------ Text

Freitag, 22. Mai 2020

Thiele, Markus: Echo des Schweigens

Ärzte schreiben Bücher. Polizisten schreiben Bücher. Malermeister schreiben ebenfalls Bücher. Und dann schreiben, natürlich, auch Juristen Bücher. Wir meinen hier nicht, dass sie Fachbücher schreiben, das tun sie vielleicht auch. Hier geht es um belletristische Bücher. Wieder liegt eines vor mir. Der Rechtsanwalt Markus Thiele hat ECHO DES SCHWEIGENS geschrieben. Verwendet hat er einen bekannten Fall, den er verknüpft mit deutscher Geschichte: Dem Holocaust. 

Um was geht es: Der Rechtsanwalt Hannes Jansen hat einen großen Karrieresprung vor sich. Gewinnt er diesen Fall, wird er Partner einer großen Kanzlei. Verteidigen soll er einen Polizeibeamten, der beschuldigt wird, einen Asylbewerber im Polizeigewahrsam angezündet und ermordet zu haben. Es ist nicht der erste Prozess in diesem Fall. Doch jetzt liegt ein neues Gutachten vor, mehr als zehn Jahre nach der Tat: Doktor Sophie Tauber hat festgestellt, dass das Opfer sich keinesfalls selbst entzündet hat, wie ursprünglich behauptet wurde. Durch den Nachweis von Cyanid (Blausäure) und den Verbrennungsgraden kann nur ein Brandbeschleuniger wie Benzin verwendet worden sein. Daher hat ein Polizist nachgeholfen. Doch welcher war das?

------------
------ Extrahierte Daten

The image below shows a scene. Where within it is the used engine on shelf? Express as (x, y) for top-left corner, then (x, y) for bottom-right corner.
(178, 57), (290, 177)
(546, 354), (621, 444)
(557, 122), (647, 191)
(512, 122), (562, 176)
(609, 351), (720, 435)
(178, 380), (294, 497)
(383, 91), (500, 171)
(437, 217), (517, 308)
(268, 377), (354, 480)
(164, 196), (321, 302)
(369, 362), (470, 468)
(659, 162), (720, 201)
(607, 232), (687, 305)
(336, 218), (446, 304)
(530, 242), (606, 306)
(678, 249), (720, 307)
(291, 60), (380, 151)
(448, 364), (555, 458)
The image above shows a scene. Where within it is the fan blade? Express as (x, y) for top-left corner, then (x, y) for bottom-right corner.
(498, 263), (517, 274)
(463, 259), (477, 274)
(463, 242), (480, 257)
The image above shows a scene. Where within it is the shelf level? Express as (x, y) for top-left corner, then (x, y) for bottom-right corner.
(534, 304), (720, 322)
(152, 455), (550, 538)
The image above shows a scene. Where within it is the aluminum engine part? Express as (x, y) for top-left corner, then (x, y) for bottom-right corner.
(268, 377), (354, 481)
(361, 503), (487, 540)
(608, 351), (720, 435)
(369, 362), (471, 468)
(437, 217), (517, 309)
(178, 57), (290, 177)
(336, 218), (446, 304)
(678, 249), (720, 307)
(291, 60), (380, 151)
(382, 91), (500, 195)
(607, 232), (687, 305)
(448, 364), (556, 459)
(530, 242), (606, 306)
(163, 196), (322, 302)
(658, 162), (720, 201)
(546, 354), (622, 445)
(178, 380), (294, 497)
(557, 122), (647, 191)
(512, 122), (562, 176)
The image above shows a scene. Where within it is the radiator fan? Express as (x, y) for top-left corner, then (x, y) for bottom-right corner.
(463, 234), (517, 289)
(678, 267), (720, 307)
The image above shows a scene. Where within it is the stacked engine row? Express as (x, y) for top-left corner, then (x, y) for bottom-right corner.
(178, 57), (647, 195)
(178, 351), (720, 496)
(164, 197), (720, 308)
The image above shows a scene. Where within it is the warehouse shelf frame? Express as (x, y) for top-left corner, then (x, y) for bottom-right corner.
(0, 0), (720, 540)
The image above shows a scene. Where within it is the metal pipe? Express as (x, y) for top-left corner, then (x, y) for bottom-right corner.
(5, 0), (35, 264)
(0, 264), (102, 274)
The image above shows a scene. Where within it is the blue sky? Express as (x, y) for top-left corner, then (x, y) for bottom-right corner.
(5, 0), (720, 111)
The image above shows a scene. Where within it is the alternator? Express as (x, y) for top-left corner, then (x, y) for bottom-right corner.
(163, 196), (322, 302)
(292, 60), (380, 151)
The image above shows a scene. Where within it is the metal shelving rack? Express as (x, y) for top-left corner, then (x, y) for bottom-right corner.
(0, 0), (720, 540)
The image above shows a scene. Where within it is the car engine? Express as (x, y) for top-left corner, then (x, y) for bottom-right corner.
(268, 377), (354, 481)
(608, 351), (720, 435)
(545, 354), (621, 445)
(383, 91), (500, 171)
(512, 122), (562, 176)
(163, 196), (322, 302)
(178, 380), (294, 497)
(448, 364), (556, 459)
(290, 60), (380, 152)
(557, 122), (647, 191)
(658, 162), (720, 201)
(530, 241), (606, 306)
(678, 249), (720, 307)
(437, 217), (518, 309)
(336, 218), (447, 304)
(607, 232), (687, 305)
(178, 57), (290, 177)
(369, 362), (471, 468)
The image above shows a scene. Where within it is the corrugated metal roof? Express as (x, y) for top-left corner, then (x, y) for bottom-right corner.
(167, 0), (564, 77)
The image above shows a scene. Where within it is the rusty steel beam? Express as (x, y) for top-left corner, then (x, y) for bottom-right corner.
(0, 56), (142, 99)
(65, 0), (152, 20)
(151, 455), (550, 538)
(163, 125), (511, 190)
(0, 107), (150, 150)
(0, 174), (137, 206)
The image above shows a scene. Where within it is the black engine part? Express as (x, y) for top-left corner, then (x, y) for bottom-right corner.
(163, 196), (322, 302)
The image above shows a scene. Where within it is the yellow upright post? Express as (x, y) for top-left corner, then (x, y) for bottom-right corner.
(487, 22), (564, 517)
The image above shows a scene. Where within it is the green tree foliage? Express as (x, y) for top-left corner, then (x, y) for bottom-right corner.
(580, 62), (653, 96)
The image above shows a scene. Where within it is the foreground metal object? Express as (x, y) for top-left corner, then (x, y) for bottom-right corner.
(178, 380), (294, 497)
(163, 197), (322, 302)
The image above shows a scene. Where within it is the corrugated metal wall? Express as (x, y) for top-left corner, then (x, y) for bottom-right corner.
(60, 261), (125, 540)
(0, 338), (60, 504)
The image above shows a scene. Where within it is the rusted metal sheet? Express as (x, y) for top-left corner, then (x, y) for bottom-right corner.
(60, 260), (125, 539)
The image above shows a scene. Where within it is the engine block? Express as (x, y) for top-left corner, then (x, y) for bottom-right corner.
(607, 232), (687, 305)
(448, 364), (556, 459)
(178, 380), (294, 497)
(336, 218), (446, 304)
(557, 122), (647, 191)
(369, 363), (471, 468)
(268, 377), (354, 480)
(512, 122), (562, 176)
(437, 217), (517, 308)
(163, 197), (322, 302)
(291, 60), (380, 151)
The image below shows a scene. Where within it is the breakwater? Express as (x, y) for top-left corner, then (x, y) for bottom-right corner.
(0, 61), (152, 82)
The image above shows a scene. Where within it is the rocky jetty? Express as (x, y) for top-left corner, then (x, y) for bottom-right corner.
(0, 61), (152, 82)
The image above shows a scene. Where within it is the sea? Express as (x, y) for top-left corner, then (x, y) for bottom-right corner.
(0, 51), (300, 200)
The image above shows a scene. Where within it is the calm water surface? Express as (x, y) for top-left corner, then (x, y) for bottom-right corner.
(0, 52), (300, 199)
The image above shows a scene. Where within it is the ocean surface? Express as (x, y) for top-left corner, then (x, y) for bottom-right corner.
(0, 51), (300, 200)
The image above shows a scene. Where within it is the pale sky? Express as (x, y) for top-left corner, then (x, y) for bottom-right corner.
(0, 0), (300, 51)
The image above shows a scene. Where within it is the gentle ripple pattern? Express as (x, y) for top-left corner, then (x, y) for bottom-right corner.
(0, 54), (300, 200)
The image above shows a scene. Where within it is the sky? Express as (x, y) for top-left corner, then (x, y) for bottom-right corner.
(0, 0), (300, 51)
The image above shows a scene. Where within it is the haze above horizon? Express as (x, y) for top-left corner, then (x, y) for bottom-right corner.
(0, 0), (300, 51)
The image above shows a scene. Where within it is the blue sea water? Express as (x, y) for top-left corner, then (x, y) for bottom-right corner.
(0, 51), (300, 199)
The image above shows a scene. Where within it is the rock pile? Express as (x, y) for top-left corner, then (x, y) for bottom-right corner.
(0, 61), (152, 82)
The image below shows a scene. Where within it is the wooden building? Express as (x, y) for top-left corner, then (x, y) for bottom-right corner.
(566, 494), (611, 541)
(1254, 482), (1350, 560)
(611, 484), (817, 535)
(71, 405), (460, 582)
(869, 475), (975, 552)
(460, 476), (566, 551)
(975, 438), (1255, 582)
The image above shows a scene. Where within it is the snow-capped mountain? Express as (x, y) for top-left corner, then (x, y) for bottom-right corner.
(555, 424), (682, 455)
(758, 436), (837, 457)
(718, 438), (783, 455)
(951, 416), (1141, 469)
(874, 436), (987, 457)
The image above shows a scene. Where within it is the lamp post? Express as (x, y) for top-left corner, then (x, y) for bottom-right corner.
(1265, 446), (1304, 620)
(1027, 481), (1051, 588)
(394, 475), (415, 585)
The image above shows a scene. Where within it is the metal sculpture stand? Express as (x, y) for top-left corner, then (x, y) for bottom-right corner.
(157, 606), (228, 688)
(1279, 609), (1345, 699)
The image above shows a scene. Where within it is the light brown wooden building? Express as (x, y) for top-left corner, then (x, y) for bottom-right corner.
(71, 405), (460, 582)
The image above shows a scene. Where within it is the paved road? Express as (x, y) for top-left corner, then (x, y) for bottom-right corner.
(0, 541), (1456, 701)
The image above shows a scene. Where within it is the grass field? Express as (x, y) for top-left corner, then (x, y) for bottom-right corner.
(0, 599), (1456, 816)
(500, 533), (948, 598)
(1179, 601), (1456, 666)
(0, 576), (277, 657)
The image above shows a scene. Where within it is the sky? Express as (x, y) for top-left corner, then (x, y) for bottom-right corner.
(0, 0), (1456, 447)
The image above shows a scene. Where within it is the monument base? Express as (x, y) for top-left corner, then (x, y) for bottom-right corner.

------------

Arbeitsaufträge:
• 1. Bearbeite in der Buchbesprechung den Abschnitt von „Um was geht“ bis „welcher war das?“: Ersetze „Asylbewerber“ durch „Geflüchteten“ und gib die Stelle wieder.
• 2. Was wird laut der Buchbesprechung dem Polizeibeamten vorgeworfen, den Hannes Jansen verteidigen soll?

Lösungen:
• 1.
Um was geht es: Der Rechtsanwalt Hannes Jansen hat einen großen Karrieresprung vor sich. Gewinnt er diesen Fall, wird er Partner einer großen Kanzlei. Verteidigen soll er einen Polizeibeamten, der beschuldigt wird, einen Geflüchteten im Polizeigewahrsam angezündet und ermordet zu haben. Es ist nicht der erste Prozess in diesem Fall. Doch jetzt liegt ein neues Gutachten vor, mehr als zehn Jahre nach der Tat: Doktor Sophie Tauber hat festgestellt, dass das Opfer sich keinesfalls selbst entzündet hat, wie ursprünglich behauptet wurde. Durch den Nachweis von Cyanid (Blausäure) und den Verbrennungsgraden kann nur ein Brandbeschleuniger wie Benzin verwendet worden sein. Daher hat ein Polizist nachgeholfen. Doch welcher war das?

• 2. Er soll einen Asylbewerber im Polizeigewahrsam angezündet und ermordet haben.